• [WHAT IS REQUIRED] Within the data, how many lines hold the word "spruce"? Answer with nothing but the number.

• [SOURCE DATA]

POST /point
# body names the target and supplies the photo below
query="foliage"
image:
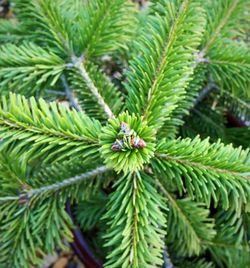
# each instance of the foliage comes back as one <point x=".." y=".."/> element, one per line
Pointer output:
<point x="153" y="165"/>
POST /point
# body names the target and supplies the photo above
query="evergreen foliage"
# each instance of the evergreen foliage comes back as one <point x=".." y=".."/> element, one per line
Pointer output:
<point x="153" y="166"/>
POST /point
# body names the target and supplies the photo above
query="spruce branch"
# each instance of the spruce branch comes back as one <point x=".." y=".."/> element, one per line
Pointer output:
<point x="192" y="218"/>
<point x="245" y="175"/>
<point x="40" y="130"/>
<point x="33" y="193"/>
<point x="79" y="64"/>
<point x="221" y="24"/>
<point x="69" y="94"/>
<point x="200" y="168"/>
<point x="154" y="75"/>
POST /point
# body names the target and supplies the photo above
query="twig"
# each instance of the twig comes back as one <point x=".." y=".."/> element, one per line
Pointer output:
<point x="69" y="95"/>
<point x="78" y="63"/>
<point x="56" y="186"/>
<point x="56" y="92"/>
<point x="206" y="90"/>
<point x="167" y="261"/>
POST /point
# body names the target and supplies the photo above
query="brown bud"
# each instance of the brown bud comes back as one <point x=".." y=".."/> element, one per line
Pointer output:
<point x="116" y="147"/>
<point x="140" y="144"/>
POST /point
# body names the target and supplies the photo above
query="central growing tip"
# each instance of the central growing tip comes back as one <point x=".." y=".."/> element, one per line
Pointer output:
<point x="127" y="143"/>
<point x="127" y="139"/>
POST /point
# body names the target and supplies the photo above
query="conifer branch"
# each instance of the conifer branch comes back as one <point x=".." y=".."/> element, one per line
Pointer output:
<point x="167" y="261"/>
<point x="162" y="61"/>
<point x="173" y="202"/>
<point x="78" y="63"/>
<point x="69" y="95"/>
<point x="56" y="186"/>
<point x="205" y="167"/>
<point x="220" y="26"/>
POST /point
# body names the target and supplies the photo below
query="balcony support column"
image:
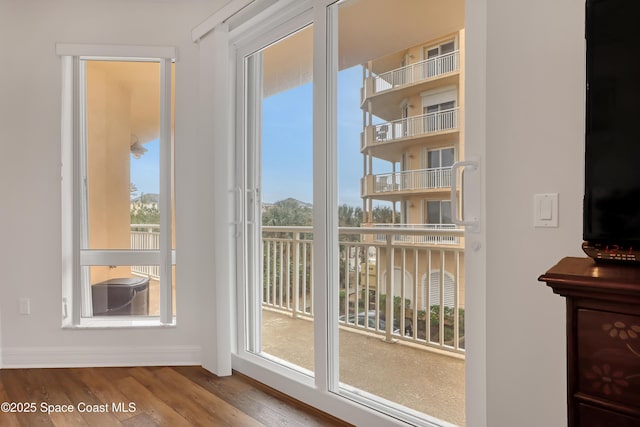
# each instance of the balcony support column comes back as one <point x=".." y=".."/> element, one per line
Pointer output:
<point x="296" y="274"/>
<point x="389" y="291"/>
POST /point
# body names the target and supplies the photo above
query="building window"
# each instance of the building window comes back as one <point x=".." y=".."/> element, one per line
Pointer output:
<point x="437" y="212"/>
<point x="117" y="186"/>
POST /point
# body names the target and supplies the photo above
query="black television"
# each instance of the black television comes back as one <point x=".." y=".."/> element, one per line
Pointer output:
<point x="611" y="223"/>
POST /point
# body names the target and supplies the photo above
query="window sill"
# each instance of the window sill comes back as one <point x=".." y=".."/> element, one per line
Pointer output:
<point x="122" y="322"/>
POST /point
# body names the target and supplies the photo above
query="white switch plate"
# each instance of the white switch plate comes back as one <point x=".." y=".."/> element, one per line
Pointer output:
<point x="545" y="210"/>
<point x="25" y="306"/>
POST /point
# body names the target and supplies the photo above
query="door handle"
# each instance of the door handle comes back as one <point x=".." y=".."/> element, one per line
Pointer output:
<point x="472" y="223"/>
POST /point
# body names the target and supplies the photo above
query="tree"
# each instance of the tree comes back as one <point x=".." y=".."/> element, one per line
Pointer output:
<point x="348" y="216"/>
<point x="287" y="212"/>
<point x="384" y="215"/>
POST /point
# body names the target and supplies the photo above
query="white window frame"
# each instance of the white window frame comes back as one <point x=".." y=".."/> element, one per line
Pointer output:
<point x="76" y="301"/>
<point x="316" y="391"/>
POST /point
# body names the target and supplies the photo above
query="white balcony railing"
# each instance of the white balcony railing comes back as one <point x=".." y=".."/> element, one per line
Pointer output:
<point x="422" y="239"/>
<point x="429" y="68"/>
<point x="418" y="179"/>
<point x="426" y="277"/>
<point x="416" y="125"/>
<point x="146" y="237"/>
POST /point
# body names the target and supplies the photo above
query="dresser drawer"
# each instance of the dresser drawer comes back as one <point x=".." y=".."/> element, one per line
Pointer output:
<point x="591" y="416"/>
<point x="608" y="356"/>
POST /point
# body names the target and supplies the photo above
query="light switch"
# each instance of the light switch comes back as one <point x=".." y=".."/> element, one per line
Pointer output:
<point x="545" y="210"/>
<point x="24" y="305"/>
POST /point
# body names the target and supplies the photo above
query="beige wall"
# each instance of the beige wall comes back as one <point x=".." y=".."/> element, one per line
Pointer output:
<point x="109" y="136"/>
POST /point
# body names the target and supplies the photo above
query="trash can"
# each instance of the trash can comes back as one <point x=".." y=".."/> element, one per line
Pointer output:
<point x="121" y="297"/>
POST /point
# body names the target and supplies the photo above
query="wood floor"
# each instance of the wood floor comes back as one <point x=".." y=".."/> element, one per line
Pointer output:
<point x="146" y="396"/>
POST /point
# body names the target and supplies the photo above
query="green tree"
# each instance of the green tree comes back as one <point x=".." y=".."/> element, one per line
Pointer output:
<point x="384" y="215"/>
<point x="287" y="212"/>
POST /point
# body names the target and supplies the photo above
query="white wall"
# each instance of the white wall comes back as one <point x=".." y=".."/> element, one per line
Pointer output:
<point x="535" y="87"/>
<point x="30" y="168"/>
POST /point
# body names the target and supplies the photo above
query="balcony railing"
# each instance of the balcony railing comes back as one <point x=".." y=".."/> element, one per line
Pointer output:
<point x="416" y="125"/>
<point x="427" y="286"/>
<point x="146" y="237"/>
<point x="429" y="68"/>
<point x="429" y="239"/>
<point x="426" y="283"/>
<point x="418" y="179"/>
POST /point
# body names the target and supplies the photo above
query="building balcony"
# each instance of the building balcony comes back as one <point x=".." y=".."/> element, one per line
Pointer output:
<point x="389" y="186"/>
<point x="390" y="87"/>
<point x="386" y="138"/>
<point x="415" y="342"/>
<point x="411" y="347"/>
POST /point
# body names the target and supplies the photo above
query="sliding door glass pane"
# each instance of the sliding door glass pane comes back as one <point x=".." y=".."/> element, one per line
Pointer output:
<point x="280" y="131"/>
<point x="400" y="288"/>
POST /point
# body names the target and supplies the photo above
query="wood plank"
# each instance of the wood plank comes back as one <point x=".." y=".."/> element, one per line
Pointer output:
<point x="163" y="396"/>
<point x="103" y="387"/>
<point x="227" y="413"/>
<point x="185" y="406"/>
<point x="6" y="418"/>
<point x="258" y="400"/>
<point x="150" y="404"/>
<point x="83" y="397"/>
<point x="19" y="391"/>
<point x="54" y="395"/>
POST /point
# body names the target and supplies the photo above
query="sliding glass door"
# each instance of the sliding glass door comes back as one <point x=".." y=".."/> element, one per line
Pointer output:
<point x="342" y="282"/>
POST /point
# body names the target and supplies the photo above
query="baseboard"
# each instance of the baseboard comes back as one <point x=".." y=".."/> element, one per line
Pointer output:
<point x="78" y="357"/>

• [ANSWER FOR THIS EXERCISE] 2